### SHORT TASK
Copy all of the records below verbatim, character for character, but leave the pictures out of your copy.
######
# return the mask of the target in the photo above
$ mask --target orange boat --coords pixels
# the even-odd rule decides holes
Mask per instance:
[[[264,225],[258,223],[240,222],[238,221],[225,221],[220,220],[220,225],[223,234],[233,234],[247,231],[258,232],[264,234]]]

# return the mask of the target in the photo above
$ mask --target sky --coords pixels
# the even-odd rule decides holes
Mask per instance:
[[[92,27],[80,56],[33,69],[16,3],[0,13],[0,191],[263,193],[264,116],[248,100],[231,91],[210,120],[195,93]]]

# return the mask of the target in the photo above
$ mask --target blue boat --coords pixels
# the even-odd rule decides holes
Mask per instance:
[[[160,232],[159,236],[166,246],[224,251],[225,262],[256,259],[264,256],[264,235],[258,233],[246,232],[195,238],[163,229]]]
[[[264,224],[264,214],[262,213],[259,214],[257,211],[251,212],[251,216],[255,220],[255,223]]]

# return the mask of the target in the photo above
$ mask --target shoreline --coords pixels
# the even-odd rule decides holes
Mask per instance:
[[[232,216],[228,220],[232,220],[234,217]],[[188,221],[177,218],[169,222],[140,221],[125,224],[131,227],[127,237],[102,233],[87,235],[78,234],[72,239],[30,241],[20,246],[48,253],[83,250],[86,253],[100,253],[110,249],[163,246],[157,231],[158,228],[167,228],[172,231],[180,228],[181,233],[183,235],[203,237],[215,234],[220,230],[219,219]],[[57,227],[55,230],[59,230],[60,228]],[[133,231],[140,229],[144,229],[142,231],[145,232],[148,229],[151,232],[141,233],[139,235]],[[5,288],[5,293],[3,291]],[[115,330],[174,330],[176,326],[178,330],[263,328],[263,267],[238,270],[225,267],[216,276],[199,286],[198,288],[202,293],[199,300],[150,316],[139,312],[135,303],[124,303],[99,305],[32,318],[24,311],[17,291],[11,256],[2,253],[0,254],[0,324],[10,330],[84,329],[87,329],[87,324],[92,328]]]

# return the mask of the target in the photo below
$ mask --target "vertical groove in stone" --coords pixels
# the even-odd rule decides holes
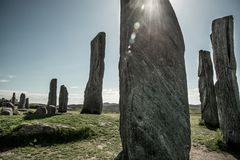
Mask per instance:
[[[67,91],[67,87],[62,85],[59,93],[58,112],[67,112],[67,106],[68,106],[68,91]]]
[[[25,104],[26,104],[25,98],[26,98],[25,94],[22,93],[20,95],[20,101],[19,101],[19,104],[18,104],[18,108],[25,108]]]
[[[198,77],[202,119],[206,126],[218,128],[219,120],[213,83],[213,65],[209,51],[199,51]]]
[[[102,84],[104,75],[104,58],[106,34],[100,32],[91,41],[91,61],[89,80],[84,92],[84,104],[81,113],[101,114],[103,107]]]
[[[229,145],[240,145],[240,100],[234,55],[233,17],[212,23],[212,47],[217,75],[215,84],[220,129]]]
[[[184,41],[168,0],[121,0],[119,160],[189,159]]]
[[[48,105],[57,105],[57,79],[52,79],[50,82]]]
######
### SOLUTION FOR THIS PROBLEM
# return the mask of the target in the photo above
$ mask --target orange boat --coords pixels
# the even-odd rule decides holes
Mask per instance:
[[[264,225],[258,223],[240,222],[238,221],[225,221],[220,220],[220,225],[223,234],[233,234],[247,231],[258,232],[264,234]]]

# return the mask of the target in the photo above
$ mask --target sky --coords pixels
# the even-odd rule decides holes
Mask per instance:
[[[92,27],[80,56],[33,69],[16,3],[0,13],[0,191],[263,193],[264,116],[248,100],[231,91],[210,120],[195,93]]]

# return the mask of the target in the photo above
$ mask --target blue boat --coords pixels
# the even-odd rule decides holes
Mask per instance:
[[[160,232],[159,236],[166,246],[224,251],[225,262],[256,259],[264,256],[264,235],[258,233],[246,232],[195,238],[163,229]]]
[[[264,224],[264,214],[262,213],[259,214],[257,211],[251,212],[251,216],[255,220],[255,223]]]

# return the mask of the target in the photo above
$ mask --target shoreline --coords pixels
# the even-odd rule decides holes
Mask per instance:
[[[232,216],[228,220],[232,220],[234,217]],[[188,221],[177,218],[169,222],[140,221],[125,224],[131,227],[127,237],[102,233],[87,235],[78,234],[72,239],[30,241],[20,246],[48,253],[83,250],[86,253],[100,253],[110,249],[163,246],[157,231],[158,228],[167,228],[172,231],[180,228],[181,233],[183,235],[203,237],[215,234],[220,230],[219,219]],[[57,227],[55,230],[59,230],[60,228]],[[133,231],[140,229],[144,229],[142,231],[145,232],[148,229],[151,232],[141,233],[139,235]],[[5,288],[5,293],[3,291]],[[115,330],[174,330],[176,326],[178,330],[263,328],[263,267],[238,270],[225,267],[216,276],[199,286],[198,288],[202,293],[199,300],[150,316],[139,312],[135,303],[124,303],[99,305],[32,318],[24,311],[17,291],[11,256],[2,253],[0,254],[0,324],[10,330],[84,329],[87,329],[87,324],[92,328]]]

# return the mask of the target in the photo below
$ mask --target "vertical groove in stone" --coords pixels
# the even-odd rule decides holes
Mask per instance:
[[[67,91],[67,87],[62,85],[59,93],[58,112],[67,112],[67,106],[68,106],[68,91]]]
[[[25,104],[26,104],[25,98],[26,98],[25,94],[22,93],[20,95],[20,101],[19,101],[19,104],[18,104],[18,108],[25,108]]]
[[[198,77],[202,119],[206,126],[218,128],[219,120],[213,83],[213,65],[209,51],[199,51]]]
[[[102,84],[104,75],[104,58],[106,34],[100,32],[91,41],[91,61],[89,80],[84,92],[84,104],[81,113],[101,114],[103,107]]]
[[[229,145],[240,145],[240,100],[234,55],[233,17],[212,23],[212,47],[217,75],[215,84],[220,129]]]
[[[184,41],[168,0],[121,0],[119,160],[189,159]]]
[[[48,105],[57,105],[57,79],[52,79],[50,82]]]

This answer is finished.